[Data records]
═══

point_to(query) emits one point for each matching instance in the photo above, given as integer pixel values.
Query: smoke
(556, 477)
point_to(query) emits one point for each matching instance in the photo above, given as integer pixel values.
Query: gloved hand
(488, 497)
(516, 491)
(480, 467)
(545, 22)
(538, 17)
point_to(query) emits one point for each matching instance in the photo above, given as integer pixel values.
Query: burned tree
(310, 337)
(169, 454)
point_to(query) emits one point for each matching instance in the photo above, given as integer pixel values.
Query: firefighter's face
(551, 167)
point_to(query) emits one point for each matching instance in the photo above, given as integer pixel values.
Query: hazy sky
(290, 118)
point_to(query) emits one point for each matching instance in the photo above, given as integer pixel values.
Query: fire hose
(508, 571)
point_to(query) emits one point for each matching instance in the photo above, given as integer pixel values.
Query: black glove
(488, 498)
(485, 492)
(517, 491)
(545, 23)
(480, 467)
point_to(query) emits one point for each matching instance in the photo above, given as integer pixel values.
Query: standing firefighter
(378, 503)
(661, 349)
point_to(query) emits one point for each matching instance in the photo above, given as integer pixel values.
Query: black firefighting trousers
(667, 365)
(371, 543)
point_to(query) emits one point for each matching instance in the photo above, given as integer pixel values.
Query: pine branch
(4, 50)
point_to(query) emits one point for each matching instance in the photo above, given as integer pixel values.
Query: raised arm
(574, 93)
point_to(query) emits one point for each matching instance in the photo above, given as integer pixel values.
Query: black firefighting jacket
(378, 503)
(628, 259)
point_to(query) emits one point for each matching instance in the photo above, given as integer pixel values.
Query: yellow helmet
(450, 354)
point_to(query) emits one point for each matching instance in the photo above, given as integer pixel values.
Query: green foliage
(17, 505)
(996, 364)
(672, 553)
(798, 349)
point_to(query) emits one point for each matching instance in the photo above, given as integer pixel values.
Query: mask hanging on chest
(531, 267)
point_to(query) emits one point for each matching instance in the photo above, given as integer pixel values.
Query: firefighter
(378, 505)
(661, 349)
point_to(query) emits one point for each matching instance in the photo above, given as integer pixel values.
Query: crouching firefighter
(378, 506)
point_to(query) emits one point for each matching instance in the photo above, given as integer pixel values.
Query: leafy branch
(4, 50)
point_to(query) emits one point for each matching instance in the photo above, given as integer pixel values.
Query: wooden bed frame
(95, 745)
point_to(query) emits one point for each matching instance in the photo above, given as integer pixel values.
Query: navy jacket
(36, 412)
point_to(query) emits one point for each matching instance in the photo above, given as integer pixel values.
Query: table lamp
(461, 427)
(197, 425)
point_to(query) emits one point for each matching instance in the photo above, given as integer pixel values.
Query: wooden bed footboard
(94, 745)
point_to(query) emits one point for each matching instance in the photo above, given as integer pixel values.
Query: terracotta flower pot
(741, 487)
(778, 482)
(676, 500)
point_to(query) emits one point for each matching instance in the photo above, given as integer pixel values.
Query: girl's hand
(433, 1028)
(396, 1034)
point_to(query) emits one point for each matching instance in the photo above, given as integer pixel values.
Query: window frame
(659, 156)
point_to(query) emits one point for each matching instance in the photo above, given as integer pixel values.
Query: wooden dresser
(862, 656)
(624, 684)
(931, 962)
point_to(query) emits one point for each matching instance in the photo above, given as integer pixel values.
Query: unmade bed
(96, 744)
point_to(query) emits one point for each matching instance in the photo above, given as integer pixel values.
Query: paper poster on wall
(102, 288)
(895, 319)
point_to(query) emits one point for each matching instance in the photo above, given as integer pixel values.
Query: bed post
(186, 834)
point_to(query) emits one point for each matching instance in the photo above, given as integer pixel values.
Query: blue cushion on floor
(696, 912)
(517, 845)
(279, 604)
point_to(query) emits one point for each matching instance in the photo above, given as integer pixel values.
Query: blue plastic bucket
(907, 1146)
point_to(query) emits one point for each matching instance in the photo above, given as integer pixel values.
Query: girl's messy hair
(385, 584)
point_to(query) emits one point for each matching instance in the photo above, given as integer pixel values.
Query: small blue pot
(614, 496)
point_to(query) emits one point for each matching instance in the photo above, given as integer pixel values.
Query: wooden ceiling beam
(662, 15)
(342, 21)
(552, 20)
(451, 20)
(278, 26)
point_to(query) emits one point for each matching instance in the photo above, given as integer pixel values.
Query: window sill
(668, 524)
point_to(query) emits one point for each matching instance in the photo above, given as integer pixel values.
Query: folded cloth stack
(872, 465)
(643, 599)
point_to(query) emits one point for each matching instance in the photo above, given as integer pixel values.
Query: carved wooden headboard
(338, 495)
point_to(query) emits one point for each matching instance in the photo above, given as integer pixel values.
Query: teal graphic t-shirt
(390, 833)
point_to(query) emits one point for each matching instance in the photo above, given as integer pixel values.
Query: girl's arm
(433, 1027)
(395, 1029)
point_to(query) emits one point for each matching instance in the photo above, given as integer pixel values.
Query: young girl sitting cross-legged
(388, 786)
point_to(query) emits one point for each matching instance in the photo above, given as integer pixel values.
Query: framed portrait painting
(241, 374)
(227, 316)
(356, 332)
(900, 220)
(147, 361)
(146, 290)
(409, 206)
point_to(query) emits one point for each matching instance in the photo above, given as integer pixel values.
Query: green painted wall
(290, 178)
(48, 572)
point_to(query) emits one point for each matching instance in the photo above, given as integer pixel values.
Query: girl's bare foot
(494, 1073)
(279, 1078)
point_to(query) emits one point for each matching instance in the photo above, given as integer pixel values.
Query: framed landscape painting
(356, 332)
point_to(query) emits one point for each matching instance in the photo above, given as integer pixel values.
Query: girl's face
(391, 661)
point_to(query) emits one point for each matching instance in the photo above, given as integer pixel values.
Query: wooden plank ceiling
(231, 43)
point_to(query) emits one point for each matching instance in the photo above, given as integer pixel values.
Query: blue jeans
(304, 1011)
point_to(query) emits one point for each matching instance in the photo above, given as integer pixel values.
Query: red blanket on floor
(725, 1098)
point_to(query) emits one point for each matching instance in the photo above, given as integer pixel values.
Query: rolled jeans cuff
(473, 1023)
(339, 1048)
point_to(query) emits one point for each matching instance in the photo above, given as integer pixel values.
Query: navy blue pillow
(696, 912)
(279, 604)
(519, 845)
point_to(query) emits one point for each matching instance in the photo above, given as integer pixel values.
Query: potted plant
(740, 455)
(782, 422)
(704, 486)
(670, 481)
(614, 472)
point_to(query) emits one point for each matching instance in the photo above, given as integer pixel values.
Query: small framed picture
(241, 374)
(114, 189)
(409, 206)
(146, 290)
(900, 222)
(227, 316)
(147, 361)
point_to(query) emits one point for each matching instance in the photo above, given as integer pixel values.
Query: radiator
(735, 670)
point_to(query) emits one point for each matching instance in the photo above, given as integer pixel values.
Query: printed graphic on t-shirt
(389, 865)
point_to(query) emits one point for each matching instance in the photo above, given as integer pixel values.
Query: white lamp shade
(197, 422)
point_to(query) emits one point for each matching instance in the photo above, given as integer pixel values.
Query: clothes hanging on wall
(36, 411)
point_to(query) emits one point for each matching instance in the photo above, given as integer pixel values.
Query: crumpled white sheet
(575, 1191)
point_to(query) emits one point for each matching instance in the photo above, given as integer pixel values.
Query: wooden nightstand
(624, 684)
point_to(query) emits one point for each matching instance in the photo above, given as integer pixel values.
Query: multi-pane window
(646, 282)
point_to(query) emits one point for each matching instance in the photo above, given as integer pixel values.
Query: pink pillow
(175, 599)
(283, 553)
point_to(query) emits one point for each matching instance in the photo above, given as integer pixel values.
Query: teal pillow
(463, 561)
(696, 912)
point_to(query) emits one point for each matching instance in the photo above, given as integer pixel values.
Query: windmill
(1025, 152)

═══

§ Exercise prompt: Each record above should be restated word for word.

§ Task output:
point_to(query) emits one point for each matching instance in the photo above, given as integer pixel values.
Query: smoke
(556, 477)
point_to(query) emits one point for each matching instance in the photo above, given as integer pixel values.
Query: gloved hand
(488, 497)
(516, 491)
(480, 467)
(545, 22)
(538, 17)
point_to(query) emits one point for each matching instance in the photo above, given as integer pixel values.
Query: burned tree
(310, 337)
(169, 454)
point_to(query) emits one point for each matching instance in the photo above, given as integer pixel values.
Query: firefighter's face
(551, 167)
point_to(query) emits one point for each matching instance in the photo above, given as integer pixel values.
Query: hazy sky
(290, 118)
point_to(query) emits one point for each matching instance in the photo above, given as integer pixel values.
Query: fire hose
(508, 571)
point_to(query) emits one point for each matching instance in the photo above, given as integer pixel values.
Query: black glove
(488, 498)
(485, 492)
(517, 491)
(545, 23)
(480, 467)
point_to(query) emits one point for each matching instance in the photo above, given as integer pixel values.
Query: standing firefighter
(378, 503)
(661, 349)
point_to(query) emits one point for each matching instance in the photo above, given as integer pixel values.
Query: black firefighting trousers
(667, 365)
(371, 543)
point_to(query) emits one point for each matching instance in the photo above, given as integer pixel values.
Query: pine branch
(4, 50)
point_to(query) emits one point for each matching instance in the photo above, given as integer pixel values.
Query: raised arm
(574, 93)
point_to(query) emits one point for each matching instance in the photo above, given as integer pixel values.
Query: black firefighting jacket
(378, 503)
(628, 259)
point_to(query) emits one point for each matching instance in the photo above, given as integer pixel values.
Query: yellow helmet
(450, 354)
point_to(query) emits one point for each matching instance in the photo above, given as integer pixel values.
Query: green foliage
(17, 505)
(996, 364)
(672, 553)
(798, 349)
point_to(query) emits one point for each matching instance in the photo above, given as integer pixel values.
Query: mask hanging on chest
(531, 267)
point_to(query) emits one point for each matching instance in the photo above, given as integer pixel values.
Query: firefighter
(378, 505)
(661, 349)
point_to(query) emits one point for each matching instance in the photo above, given as integer pixel values.
Query: crouching firefighter
(378, 506)
point_to(query) emits one point for each matching instance in the photo above, given as integer pixel values.
Query: leafy branch
(4, 50)
point_to(query) emits one point for each matching instance in the photo above, given as integer pixel values.
Query: wooden bed frame
(95, 745)
point_to(query) emits one point for each matching instance in the photo above, given as integer pixel values.
Query: navy jacket
(36, 412)
point_to(query) emits one point for each matching instance in the photo above, given as integer pixel values.
Query: table lamp
(461, 427)
(197, 425)
point_to(query) emits one point for each matching instance in the photo above, given as integer pixel values.
Query: wooden bed footboard
(94, 745)
point_to(query) emits one point for each matching instance in the photo above, given as integer pixel values.
Query: terracotta flower pot
(741, 487)
(778, 482)
(676, 500)
point_to(query) emits one point for each matching instance in the photo above, given as integer pixel values.
Query: girl's hand
(433, 1028)
(396, 1034)
point_to(query) emits one point for each matching instance in the photo above, given as integer pixel values.
Query: window frame
(659, 156)
point_to(query) emits one point for each matching instance in the photo above, given as integer pixel values.
Query: wooden dresser
(862, 656)
(624, 684)
(931, 962)
point_to(query) emits one point for each matching instance in the photo above, given as integer pixel values.
Query: unmade bed
(96, 744)
point_to(query) emits one point for each matching instance in the photo above, given as integer pixel values.
Query: paper poster on wall
(102, 288)
(895, 319)
point_to(query) emits one point for each matching instance in the photo above, given as integer pixel values.
Query: bed post
(186, 834)
point_to(query) emits one point for each matching instance in the photo above, given as integer pixel values.
Query: blue cushion on floor
(696, 912)
(517, 845)
(279, 604)
point_to(query) emits one point for each matching instance in the photo above, given as integer pixel values.
Query: blue plastic bucket
(907, 1146)
point_to(query) emits one point for each matching instance in the photo above, given as integer pixel values.
Query: girl's messy hair
(385, 584)
point_to(query) emits one point for each matching instance in the photo above, given as integer pixel values.
Query: small blue pot
(614, 496)
point_to(query) emits one point for each matching instance in the photo above, given as integer pixel values.
Query: wooden ceiling beam
(662, 15)
(342, 21)
(552, 20)
(451, 20)
(278, 26)
point_to(query) emits one point for each matching instance in the photo above, given as integer pixel values.
Query: window sill
(668, 524)
point_to(query) emits one point for each matching instance in the photo above, given as integer pixel values.
Query: folded cloth stack
(872, 465)
(643, 599)
point_to(query) emits one point for each matching instance in the photo above, given as integer pixel values.
Query: carved wooden headboard
(338, 495)
point_to(query) emits one point for each matching instance in the photo above, given as integer pixel values.
Query: teal graphic t-shirt
(390, 833)
point_to(query) emits one point for each matching instance in the photo above, given as integer pixel values.
Query: girl's arm
(433, 1027)
(395, 1029)
point_to(query) emits one point for each matching instance in the photo above, given as integer pixel values.
Query: young girl sitting cross-legged
(388, 786)
point_to(query) emits one point for each matching instance in the photo above, given as integer pixel values.
Query: framed portrait painting
(241, 374)
(227, 316)
(356, 332)
(900, 220)
(147, 361)
(146, 290)
(409, 206)
point_to(query) emits one point for each matching instance in the photo above, given as integer pixel values.
Query: green painted wall
(290, 178)
(48, 572)
point_to(query) emits one point for each matching instance in the photo above, given as integer pixel values.
Query: girl's bare foot
(494, 1073)
(279, 1078)
point_to(query) emits one point for each matching instance in the photo above, given as integer pixel values.
Query: framed landscape painting
(356, 332)
point_to(query) emits one point for each matching instance in the photo above, given as integer pixel values.
Query: girl's face
(391, 661)
point_to(query) emits one point for each matching instance in the photo above, given as integer pixel values.
Query: wooden plank ceiling
(231, 43)
point_to(query) emits one point for each matching instance in the photo above, given as integer pixel values.
Query: blue jeans
(304, 1011)
point_to(query) emits one point for each matching instance in the photo above, given as integer pixel values.
Query: red blanket on floor
(725, 1098)
point_to(query) emits one point for each matching instance in the photo above, given as integer pixel values.
Query: rolled jeans cuff
(473, 1023)
(339, 1048)
point_to(query) emits one point for each matching instance in the photo above, given as integer pixel values.
Query: navy blue pillow
(696, 912)
(279, 604)
(519, 845)
point_to(query) emits one point for each matching instance in the photo above, given as integer pixel values.
Query: potted plant
(740, 455)
(782, 422)
(704, 486)
(670, 481)
(614, 472)
point_to(query) emits one point for each matching instance in the photo above, given as integer pixel values.
Query: small framed picture
(241, 374)
(114, 189)
(409, 206)
(146, 290)
(900, 222)
(227, 316)
(147, 361)
point_to(query) emits one point for each matching instance in the photo above, given as integer pixel values.
Query: radiator
(735, 670)
point_to(query) emits one point for each matching instance in the photo above, given as integer pixel values.
Query: printed graphic on t-shirt
(389, 865)
point_to(query) emits one point for each matching instance in the photo above, given as integer pixel values.
Query: white lamp shade
(197, 422)
point_to(query) emits one point for each matching instance in the photo above, given as integer pixel values.
Query: clothes hanging on wall
(36, 411)
point_to(query) emits one point for each matching instance in the photo above, given as integer pixel values.
Query: crumpled white sheet
(575, 1191)
point_to(query) emits one point for each matching instance in the photo above, given as integer pixel values.
Query: wooden nightstand
(624, 684)
point_to(query) emits one point for each matching instance in the photo above, given as integer pixel values.
Query: multi-pane window
(646, 282)
point_to(query) emits one point for each matching instance in the photo above, given as integer pixel values.
Query: pink pillow
(175, 599)
(283, 553)
point_to(query) emits one point for each matching instance in the photo above, given as integer pixel values.
Query: teal pillow
(463, 561)
(696, 912)
point_to(query) emits one point for each matching instance in the photo above, given as integer pixel values.
Query: windmill
(1025, 152)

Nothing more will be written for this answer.